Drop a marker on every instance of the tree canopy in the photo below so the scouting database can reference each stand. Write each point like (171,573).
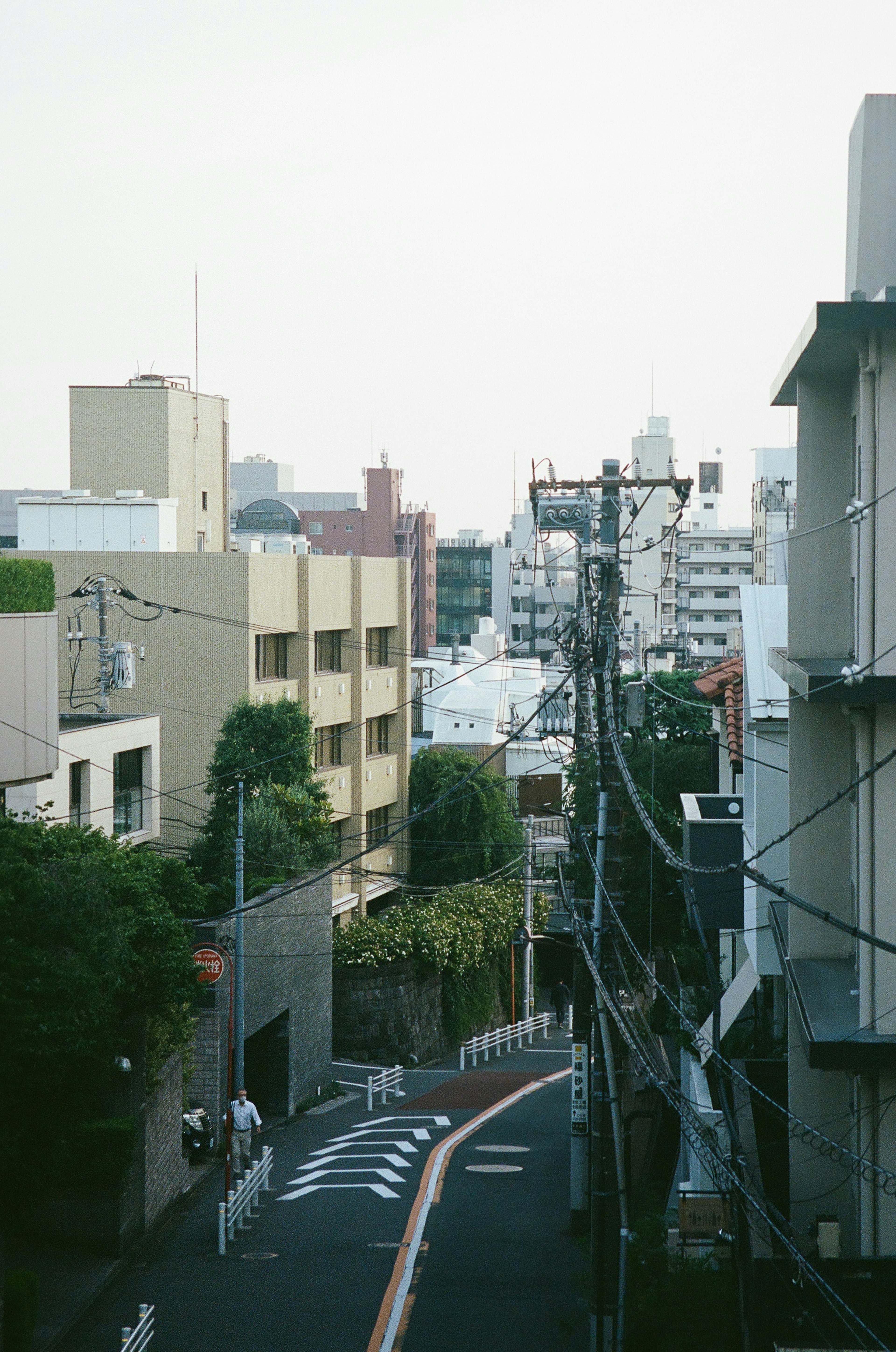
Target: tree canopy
(97,963)
(472,833)
(287,813)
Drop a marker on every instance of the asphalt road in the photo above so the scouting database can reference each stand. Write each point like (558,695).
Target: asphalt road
(497,1268)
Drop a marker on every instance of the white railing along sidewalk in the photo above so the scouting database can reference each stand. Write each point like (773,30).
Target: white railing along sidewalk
(387,1082)
(136,1339)
(505,1038)
(244,1200)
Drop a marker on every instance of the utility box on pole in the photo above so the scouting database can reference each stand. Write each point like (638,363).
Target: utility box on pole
(714,838)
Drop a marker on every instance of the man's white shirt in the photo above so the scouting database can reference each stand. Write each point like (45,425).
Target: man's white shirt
(245,1116)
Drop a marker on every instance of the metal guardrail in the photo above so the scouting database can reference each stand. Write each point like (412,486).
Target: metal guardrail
(136,1339)
(244,1200)
(387,1082)
(500,1036)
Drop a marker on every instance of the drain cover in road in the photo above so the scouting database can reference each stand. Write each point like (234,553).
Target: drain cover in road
(475,1089)
(494,1169)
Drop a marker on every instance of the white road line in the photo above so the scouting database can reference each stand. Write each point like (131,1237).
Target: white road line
(402,1146)
(334,1159)
(380,1189)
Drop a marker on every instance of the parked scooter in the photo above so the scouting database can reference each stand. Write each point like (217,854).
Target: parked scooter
(196,1132)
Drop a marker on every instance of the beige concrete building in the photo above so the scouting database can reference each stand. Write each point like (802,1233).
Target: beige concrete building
(330,632)
(157,435)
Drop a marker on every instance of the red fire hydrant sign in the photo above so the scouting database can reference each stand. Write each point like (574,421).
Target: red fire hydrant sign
(210,963)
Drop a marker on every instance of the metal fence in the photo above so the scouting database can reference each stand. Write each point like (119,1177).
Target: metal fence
(244,1201)
(140,1336)
(382,1085)
(505,1038)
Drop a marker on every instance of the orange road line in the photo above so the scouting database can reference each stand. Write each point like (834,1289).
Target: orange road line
(391,1320)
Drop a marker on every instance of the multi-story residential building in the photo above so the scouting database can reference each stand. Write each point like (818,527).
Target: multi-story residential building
(840,666)
(156,435)
(713,563)
(332,632)
(774,512)
(648,558)
(268,517)
(466,579)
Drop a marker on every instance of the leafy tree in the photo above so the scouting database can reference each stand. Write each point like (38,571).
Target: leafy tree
(97,963)
(287,814)
(472,833)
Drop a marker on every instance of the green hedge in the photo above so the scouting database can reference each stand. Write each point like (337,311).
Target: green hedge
(26,586)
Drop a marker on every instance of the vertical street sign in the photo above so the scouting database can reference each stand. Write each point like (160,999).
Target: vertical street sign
(580,1090)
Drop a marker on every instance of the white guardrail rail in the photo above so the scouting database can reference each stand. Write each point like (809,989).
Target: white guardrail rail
(505,1038)
(387,1082)
(244,1201)
(140,1336)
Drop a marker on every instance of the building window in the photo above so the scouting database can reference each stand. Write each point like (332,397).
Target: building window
(378,648)
(79,813)
(329,746)
(378,825)
(379,736)
(271,656)
(128,792)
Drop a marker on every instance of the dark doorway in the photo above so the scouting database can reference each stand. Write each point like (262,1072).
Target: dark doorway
(267,1059)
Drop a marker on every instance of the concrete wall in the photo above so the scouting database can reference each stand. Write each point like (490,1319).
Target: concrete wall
(97,746)
(144,437)
(29,685)
(288,968)
(387,1013)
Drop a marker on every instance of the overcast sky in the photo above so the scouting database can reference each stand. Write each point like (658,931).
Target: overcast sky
(463,232)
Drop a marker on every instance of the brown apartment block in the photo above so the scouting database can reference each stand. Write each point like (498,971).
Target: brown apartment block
(384,529)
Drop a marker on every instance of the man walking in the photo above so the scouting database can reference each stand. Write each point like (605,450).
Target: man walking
(245,1117)
(560,998)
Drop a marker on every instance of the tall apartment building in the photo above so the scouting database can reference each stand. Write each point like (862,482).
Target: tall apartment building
(774,512)
(264,510)
(156,435)
(332,632)
(841,377)
(713,563)
(649,566)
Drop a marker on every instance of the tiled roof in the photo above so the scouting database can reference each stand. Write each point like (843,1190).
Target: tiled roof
(724,686)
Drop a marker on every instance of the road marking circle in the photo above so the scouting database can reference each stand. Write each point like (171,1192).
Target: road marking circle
(503,1150)
(494,1169)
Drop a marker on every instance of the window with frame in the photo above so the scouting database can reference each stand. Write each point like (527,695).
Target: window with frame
(128,792)
(271,656)
(379,736)
(378,648)
(329,650)
(79,812)
(329,746)
(378,825)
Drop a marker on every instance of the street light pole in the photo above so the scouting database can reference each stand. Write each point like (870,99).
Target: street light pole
(240,985)
(528,920)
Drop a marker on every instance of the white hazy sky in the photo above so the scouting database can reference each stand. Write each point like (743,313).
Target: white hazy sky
(464,230)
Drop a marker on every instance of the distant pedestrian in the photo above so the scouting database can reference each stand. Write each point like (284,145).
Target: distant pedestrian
(245,1117)
(561,998)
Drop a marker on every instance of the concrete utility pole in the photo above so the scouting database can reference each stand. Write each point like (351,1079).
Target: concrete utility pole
(529,996)
(240,955)
(105,651)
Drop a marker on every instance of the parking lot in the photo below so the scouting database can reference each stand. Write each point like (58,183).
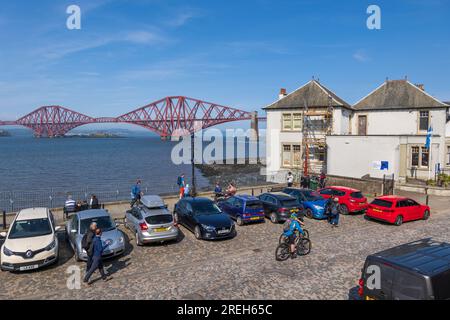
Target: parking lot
(240,268)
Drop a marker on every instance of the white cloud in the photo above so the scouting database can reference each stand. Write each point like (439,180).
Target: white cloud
(361,56)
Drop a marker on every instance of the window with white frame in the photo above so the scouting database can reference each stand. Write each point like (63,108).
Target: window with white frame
(419,156)
(291,155)
(292,121)
(424,120)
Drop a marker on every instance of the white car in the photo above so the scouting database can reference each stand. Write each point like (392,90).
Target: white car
(30,242)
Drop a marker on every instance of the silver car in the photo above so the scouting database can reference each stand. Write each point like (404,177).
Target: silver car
(151,221)
(79,224)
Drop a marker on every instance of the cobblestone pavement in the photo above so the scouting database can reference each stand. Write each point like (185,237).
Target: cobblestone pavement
(240,268)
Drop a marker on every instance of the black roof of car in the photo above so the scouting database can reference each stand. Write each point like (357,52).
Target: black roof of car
(425,256)
(281,196)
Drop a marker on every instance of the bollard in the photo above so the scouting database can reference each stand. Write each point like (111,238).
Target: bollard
(4,219)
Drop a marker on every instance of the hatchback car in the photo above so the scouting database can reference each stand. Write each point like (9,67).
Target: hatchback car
(279,206)
(350,200)
(418,270)
(79,224)
(243,208)
(151,222)
(396,210)
(313,203)
(204,218)
(31,241)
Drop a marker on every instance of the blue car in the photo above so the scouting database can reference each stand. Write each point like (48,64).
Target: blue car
(243,208)
(313,202)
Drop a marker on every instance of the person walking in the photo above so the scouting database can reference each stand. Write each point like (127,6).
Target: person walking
(181,182)
(136,193)
(87,242)
(97,247)
(290,179)
(93,203)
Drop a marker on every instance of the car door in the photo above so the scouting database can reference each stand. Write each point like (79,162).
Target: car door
(415,209)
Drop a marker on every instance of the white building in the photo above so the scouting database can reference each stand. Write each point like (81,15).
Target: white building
(326,114)
(389,127)
(383,133)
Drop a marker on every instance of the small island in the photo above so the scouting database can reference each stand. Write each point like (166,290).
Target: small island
(4,133)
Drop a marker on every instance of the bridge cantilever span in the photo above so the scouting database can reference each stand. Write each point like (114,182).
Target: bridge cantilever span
(171,116)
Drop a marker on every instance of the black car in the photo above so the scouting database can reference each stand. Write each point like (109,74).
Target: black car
(418,270)
(204,218)
(279,206)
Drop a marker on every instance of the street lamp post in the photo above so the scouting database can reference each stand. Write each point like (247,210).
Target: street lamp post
(193,187)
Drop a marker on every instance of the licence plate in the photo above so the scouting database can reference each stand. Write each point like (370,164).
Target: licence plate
(31,267)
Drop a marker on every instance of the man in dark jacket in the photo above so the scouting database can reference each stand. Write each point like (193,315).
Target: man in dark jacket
(87,243)
(97,263)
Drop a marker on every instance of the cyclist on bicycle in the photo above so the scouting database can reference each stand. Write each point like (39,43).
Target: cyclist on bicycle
(296,224)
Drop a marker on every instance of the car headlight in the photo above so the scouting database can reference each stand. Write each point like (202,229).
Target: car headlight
(51,246)
(208,228)
(7,252)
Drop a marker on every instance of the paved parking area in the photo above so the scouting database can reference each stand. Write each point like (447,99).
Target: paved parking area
(240,268)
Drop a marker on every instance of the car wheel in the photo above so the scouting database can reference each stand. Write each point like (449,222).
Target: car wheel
(273,217)
(197,233)
(344,209)
(138,242)
(398,221)
(77,256)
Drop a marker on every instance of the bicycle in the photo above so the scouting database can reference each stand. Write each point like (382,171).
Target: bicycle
(283,251)
(284,239)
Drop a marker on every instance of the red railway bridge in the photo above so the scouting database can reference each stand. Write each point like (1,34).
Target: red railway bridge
(169,117)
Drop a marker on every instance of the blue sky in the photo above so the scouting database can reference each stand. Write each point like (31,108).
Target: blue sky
(236,53)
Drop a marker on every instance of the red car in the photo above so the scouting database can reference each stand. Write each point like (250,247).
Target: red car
(351,200)
(396,210)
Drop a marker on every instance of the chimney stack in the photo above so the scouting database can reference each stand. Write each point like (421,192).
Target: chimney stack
(421,86)
(282,93)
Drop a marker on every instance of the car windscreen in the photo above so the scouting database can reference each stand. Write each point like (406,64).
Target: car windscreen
(253,205)
(289,203)
(159,219)
(201,208)
(104,223)
(382,203)
(356,195)
(30,228)
(312,196)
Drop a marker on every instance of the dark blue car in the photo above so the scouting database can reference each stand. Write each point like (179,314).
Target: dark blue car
(243,208)
(313,202)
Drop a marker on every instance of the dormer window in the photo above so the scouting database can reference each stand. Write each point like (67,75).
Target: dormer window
(424,120)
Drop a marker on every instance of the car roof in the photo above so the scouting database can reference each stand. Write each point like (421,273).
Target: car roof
(246,197)
(391,198)
(425,256)
(32,213)
(197,200)
(281,195)
(152,201)
(92,213)
(344,188)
-----
Please reproduce the material above word for word, starting with the line with "Drop a marker on every instance of the dark blue" and going on through the last line of the material, both ends included.

**Solution for this exercise**
Drop a marker on every instance of the dark blue car in the photo above so the scouting database can reference each stand. Write each point like (179,314).
Target: dark blue car
(243,208)
(313,202)
Drop a marker on every instance of the dormer window in the photo above so the scouting database can reference each stand. Write each point like (67,75).
Target: dormer window
(424,120)
Drop a marker on every instance of the car roof in the photo above so the scouting database can reference each stand. Write each point like (421,273).
Target: car roof
(246,197)
(391,198)
(425,256)
(32,213)
(197,200)
(281,195)
(152,201)
(92,213)
(344,188)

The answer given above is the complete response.